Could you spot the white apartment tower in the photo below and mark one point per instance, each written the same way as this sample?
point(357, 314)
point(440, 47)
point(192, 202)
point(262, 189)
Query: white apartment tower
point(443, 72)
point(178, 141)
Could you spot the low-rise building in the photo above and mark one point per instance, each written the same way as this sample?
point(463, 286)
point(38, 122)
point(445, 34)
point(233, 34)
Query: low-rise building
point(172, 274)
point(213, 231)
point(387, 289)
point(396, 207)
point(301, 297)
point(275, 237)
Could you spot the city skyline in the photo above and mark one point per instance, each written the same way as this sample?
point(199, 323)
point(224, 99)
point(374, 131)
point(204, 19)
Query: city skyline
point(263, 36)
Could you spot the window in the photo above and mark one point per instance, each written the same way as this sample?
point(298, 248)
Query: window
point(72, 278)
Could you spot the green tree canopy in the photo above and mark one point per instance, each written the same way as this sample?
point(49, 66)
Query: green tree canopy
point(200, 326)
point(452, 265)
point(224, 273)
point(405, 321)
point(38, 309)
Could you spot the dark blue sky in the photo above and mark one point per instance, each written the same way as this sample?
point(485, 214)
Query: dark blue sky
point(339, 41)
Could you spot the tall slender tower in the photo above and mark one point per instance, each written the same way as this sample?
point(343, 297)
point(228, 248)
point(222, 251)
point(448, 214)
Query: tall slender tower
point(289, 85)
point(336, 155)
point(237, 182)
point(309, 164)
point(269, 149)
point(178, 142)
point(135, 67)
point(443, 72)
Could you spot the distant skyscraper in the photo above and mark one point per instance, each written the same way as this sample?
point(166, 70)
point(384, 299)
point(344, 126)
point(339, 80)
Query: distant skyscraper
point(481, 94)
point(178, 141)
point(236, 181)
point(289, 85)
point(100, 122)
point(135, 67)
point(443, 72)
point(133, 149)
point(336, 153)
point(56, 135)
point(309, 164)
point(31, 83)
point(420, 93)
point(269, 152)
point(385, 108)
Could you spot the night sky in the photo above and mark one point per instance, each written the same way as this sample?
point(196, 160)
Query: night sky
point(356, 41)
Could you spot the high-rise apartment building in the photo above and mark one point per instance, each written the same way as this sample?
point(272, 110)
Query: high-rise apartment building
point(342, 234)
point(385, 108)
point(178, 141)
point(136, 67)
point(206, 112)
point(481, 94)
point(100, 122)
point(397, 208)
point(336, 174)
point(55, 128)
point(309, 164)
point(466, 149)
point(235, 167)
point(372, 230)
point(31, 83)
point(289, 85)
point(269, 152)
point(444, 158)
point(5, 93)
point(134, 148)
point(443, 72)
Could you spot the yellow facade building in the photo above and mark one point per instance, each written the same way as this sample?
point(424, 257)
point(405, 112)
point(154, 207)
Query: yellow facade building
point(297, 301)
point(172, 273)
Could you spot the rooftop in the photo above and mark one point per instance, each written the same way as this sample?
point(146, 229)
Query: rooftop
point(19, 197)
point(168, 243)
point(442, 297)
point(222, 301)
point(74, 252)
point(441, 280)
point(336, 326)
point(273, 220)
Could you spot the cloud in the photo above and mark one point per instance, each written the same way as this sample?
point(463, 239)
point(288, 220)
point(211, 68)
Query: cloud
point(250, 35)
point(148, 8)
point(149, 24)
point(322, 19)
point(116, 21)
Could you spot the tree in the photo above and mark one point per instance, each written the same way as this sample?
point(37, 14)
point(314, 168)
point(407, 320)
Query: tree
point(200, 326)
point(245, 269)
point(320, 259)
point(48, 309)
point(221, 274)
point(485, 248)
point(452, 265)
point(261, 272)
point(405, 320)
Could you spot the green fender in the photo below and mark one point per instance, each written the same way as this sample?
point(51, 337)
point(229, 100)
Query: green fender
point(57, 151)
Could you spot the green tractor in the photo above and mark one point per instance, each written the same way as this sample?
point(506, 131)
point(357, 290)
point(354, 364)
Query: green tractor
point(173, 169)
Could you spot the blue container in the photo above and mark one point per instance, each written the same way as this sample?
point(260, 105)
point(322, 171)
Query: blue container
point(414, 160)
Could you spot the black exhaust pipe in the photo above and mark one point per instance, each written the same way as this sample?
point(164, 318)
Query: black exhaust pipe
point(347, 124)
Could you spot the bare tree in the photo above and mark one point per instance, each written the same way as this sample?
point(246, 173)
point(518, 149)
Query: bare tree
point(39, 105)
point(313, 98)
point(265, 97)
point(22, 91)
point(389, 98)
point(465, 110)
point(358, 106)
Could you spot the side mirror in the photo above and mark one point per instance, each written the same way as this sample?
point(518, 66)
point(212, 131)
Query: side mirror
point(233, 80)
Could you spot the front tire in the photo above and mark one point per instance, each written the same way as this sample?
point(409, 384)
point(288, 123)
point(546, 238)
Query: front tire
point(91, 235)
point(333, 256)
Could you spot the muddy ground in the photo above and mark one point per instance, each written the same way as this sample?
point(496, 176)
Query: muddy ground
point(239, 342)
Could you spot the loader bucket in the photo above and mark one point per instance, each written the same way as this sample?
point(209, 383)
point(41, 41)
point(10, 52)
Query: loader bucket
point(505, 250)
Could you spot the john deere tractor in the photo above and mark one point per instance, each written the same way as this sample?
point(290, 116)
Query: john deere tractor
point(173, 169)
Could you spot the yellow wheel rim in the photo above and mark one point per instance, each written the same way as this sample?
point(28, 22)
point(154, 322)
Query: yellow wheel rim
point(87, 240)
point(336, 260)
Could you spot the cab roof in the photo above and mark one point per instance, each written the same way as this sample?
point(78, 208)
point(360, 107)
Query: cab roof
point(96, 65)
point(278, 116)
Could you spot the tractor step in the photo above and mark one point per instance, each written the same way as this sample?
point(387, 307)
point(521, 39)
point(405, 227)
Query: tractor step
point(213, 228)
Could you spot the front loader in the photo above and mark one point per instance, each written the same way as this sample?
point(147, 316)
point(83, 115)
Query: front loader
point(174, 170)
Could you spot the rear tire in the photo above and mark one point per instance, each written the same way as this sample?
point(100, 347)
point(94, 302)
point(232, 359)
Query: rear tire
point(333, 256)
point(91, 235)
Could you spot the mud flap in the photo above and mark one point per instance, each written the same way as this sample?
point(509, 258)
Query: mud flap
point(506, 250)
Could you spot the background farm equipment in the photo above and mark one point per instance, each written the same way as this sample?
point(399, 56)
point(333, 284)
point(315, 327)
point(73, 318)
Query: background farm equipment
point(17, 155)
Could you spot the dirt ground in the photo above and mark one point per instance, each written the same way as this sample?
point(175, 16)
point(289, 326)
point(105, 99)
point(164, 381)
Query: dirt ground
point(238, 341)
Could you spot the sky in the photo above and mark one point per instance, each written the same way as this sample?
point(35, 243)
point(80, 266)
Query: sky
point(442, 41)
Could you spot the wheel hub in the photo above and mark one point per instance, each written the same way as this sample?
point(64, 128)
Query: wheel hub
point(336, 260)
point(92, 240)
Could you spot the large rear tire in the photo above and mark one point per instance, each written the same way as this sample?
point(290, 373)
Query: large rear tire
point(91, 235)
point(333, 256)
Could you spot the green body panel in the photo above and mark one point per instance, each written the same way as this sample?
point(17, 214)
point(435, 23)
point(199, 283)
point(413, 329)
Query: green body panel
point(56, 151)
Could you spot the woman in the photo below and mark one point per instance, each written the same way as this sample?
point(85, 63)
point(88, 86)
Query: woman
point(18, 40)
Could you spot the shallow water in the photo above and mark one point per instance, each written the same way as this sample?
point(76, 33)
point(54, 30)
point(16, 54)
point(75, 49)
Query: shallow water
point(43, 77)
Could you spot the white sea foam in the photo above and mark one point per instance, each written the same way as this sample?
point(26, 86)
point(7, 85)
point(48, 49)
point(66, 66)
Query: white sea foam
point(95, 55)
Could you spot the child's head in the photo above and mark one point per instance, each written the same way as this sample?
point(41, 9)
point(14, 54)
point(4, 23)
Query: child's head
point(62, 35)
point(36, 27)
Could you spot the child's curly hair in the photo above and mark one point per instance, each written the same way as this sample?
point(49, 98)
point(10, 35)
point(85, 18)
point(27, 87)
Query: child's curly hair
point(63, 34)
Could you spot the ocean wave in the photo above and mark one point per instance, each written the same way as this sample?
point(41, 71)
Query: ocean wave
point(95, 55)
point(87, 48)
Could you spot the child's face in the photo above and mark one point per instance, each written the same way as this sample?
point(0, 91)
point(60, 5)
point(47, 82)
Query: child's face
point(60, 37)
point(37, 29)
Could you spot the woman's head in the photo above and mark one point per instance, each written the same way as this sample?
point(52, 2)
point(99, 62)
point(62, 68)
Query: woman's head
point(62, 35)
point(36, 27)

============================================================

• **Problem**
Every line from the one containing "point(10, 35)" to the end of the material above must be written out exactly. Nothing else is wanted.

• **Solved exercise**
point(10, 35)
point(85, 18)
point(27, 87)
Query: child's curly hair
point(63, 34)
Could you spot the ocean wave in the photo above and mark one point per instance, each written the same way as this sample?
point(41, 71)
Query: ocean wave
point(95, 55)
point(87, 48)
Could you spot the child's face in the photo above and mark one point per instance, each written the same way as this sample?
point(0, 91)
point(60, 5)
point(47, 82)
Query: child's face
point(60, 37)
point(37, 29)
Could you spot the woman's head in the photo above and mark one point per instance, each written the same way as this sample?
point(52, 2)
point(99, 62)
point(62, 68)
Query: woman's head
point(62, 35)
point(36, 27)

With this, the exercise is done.